= WHAT IS REQUIRED =
Count the lines in the records below that contain the word "trunk", and reply with only that number.

---*---

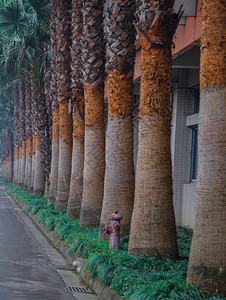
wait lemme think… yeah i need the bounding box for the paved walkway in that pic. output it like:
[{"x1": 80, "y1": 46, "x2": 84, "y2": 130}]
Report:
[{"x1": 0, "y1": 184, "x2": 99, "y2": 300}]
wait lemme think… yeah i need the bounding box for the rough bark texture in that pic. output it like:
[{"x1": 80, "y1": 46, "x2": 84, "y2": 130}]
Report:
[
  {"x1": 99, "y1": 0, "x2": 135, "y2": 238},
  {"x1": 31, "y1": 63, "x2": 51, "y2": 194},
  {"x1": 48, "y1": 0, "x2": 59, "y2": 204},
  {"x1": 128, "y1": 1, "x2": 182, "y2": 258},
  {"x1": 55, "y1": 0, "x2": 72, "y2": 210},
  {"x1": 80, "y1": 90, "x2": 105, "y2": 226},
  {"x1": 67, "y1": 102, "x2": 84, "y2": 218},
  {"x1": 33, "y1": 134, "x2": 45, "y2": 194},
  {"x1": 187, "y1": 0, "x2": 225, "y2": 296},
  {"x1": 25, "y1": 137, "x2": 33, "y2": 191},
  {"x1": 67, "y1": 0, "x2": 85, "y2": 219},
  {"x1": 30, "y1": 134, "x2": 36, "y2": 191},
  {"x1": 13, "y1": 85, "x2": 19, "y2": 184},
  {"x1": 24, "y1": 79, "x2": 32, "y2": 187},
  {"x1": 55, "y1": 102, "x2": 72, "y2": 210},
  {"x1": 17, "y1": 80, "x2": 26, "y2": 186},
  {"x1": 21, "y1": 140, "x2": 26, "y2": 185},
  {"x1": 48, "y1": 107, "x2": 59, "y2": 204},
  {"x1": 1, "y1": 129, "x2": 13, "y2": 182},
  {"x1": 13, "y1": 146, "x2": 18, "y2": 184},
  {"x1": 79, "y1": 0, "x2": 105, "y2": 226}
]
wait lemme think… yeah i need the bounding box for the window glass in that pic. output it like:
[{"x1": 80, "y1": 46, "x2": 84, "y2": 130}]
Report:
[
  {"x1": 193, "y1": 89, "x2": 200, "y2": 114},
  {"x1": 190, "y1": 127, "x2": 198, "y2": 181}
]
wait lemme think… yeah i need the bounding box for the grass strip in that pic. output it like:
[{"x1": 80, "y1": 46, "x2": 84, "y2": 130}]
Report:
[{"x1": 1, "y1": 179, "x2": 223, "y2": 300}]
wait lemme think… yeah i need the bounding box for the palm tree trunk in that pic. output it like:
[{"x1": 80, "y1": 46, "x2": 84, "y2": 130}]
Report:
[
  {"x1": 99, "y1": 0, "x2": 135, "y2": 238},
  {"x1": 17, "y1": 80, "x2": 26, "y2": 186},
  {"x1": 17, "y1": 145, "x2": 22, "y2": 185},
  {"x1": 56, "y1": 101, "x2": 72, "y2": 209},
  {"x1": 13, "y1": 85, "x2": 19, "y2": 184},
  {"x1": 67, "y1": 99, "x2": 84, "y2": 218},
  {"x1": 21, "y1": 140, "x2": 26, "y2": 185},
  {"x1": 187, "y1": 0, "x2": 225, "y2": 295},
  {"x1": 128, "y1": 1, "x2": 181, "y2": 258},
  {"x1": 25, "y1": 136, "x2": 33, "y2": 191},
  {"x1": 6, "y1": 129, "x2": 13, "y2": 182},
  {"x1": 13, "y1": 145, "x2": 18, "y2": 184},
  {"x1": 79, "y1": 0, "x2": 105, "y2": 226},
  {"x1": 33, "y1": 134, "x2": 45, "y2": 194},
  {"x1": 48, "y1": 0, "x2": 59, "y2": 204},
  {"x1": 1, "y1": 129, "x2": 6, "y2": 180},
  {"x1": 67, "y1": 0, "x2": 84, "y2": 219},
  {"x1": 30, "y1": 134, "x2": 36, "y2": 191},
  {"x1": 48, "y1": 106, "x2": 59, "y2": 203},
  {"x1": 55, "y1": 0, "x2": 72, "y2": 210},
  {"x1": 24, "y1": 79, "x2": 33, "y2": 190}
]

---*---

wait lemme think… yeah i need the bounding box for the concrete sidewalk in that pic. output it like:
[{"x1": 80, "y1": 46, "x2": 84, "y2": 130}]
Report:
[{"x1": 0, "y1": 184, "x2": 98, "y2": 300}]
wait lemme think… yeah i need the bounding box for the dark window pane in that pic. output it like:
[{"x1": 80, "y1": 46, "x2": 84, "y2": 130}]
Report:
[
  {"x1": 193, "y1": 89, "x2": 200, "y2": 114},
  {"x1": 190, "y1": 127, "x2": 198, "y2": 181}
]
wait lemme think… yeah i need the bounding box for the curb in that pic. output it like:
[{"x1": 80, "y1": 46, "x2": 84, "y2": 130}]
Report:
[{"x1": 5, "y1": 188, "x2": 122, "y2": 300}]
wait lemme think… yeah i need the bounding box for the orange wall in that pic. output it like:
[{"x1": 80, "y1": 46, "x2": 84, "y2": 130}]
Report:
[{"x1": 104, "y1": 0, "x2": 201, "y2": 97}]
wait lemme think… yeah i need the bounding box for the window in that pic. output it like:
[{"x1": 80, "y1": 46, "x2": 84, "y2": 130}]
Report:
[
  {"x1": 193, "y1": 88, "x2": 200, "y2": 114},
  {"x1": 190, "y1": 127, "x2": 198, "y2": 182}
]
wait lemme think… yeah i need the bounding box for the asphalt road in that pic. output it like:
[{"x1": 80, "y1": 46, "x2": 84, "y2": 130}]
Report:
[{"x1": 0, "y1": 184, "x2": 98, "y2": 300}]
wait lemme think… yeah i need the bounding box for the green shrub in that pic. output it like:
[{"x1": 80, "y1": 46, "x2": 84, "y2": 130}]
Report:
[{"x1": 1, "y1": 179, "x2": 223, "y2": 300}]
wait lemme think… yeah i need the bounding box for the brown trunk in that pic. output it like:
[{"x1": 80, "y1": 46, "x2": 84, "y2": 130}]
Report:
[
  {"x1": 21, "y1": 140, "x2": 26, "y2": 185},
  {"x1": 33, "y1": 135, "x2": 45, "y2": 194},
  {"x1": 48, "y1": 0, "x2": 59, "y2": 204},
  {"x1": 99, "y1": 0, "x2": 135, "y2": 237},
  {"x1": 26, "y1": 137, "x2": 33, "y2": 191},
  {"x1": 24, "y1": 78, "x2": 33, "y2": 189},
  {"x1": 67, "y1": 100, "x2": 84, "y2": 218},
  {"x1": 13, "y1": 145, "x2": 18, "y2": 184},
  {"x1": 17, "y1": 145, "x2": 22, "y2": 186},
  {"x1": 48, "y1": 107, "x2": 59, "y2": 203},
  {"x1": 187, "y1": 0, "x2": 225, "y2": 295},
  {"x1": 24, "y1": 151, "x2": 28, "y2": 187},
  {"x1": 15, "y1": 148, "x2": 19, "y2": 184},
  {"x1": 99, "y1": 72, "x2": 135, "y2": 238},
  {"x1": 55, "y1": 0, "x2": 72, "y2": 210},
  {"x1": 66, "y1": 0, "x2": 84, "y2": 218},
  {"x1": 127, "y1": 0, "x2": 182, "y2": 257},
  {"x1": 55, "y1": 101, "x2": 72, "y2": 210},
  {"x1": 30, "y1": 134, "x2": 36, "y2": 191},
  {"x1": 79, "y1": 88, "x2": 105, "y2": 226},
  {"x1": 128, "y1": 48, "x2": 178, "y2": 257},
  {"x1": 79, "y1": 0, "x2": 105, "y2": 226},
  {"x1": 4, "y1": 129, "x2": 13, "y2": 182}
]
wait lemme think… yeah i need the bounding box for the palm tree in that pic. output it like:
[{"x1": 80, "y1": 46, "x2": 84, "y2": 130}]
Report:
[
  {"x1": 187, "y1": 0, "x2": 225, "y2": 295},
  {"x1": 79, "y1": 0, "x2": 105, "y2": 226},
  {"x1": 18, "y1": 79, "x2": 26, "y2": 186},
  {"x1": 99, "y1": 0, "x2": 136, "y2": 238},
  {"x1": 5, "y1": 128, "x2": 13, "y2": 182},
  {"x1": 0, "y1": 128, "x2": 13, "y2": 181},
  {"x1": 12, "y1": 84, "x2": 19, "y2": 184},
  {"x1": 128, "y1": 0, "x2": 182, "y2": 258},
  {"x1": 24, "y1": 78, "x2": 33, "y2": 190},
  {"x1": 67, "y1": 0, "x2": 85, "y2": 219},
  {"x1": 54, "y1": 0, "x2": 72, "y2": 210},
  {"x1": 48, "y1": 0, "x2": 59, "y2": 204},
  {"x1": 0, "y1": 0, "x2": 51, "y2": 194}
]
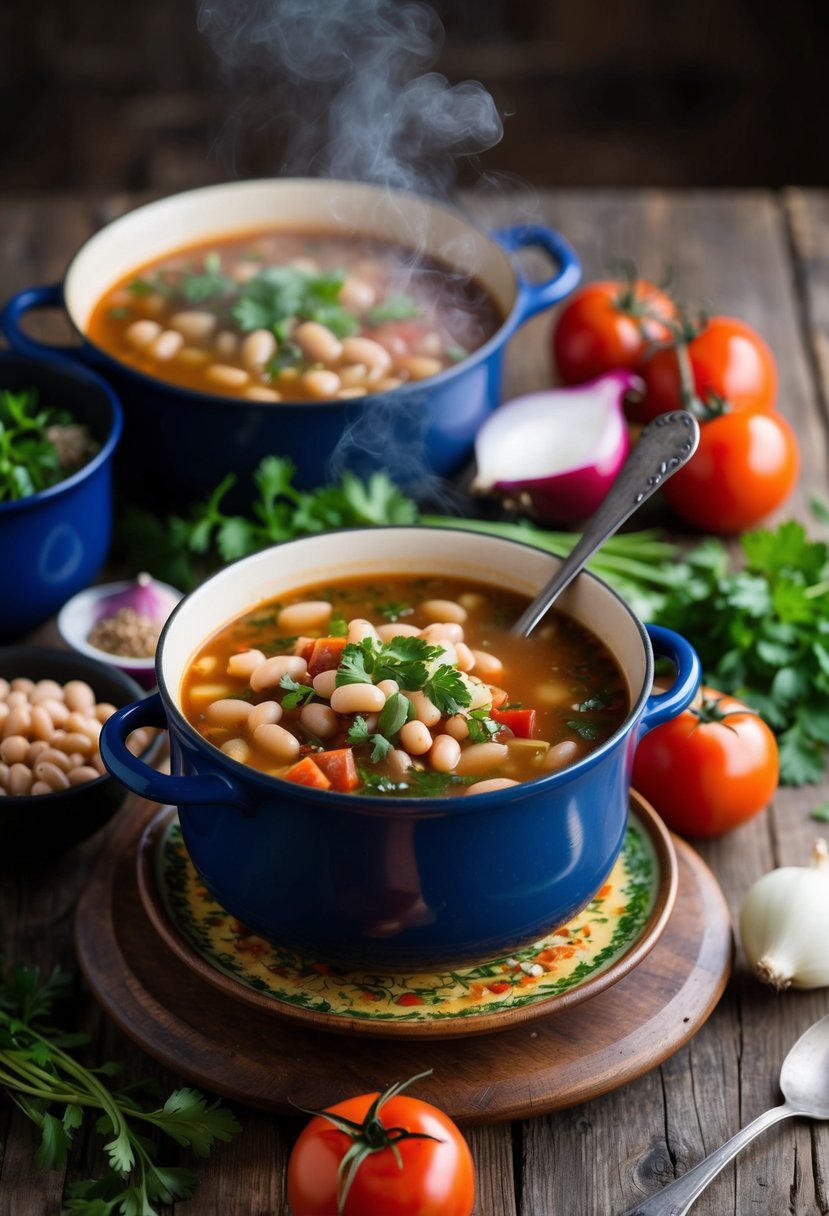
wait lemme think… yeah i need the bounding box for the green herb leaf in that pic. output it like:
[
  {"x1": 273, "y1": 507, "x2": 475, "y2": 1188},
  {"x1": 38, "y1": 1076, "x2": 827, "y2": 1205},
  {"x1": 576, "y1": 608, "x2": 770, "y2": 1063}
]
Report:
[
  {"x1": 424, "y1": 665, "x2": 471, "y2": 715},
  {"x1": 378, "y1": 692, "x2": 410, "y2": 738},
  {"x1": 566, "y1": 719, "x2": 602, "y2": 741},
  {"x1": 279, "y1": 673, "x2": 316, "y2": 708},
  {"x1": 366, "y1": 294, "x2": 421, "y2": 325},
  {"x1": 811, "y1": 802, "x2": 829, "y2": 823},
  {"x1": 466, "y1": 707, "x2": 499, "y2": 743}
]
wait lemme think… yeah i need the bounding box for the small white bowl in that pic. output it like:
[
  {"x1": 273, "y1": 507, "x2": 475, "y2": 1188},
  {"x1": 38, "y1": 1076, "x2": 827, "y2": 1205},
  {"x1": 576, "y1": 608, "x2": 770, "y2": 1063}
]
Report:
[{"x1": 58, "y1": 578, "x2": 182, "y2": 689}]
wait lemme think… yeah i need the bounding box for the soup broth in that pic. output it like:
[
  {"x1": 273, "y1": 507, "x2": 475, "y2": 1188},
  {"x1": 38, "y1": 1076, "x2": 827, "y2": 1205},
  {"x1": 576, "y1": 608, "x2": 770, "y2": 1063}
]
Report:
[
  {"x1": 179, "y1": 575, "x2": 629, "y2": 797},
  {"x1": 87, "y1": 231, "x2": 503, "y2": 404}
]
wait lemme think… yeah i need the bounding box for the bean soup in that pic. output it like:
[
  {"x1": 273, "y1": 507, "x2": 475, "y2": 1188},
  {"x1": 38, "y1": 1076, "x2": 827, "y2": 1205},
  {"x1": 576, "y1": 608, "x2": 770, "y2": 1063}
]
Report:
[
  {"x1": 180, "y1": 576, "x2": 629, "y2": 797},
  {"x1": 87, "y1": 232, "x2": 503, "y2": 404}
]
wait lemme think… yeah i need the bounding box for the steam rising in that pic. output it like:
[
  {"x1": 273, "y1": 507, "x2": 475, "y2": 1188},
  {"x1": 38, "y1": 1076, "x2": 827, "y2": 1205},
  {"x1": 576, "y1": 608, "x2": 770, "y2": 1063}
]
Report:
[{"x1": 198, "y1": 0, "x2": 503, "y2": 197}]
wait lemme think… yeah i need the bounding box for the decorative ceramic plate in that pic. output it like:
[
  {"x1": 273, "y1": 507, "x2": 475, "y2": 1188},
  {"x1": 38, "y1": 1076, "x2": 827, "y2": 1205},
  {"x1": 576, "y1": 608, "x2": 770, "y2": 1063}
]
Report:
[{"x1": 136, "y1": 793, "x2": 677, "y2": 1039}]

---*---

= OUTPUT FOR THIS TASK =
2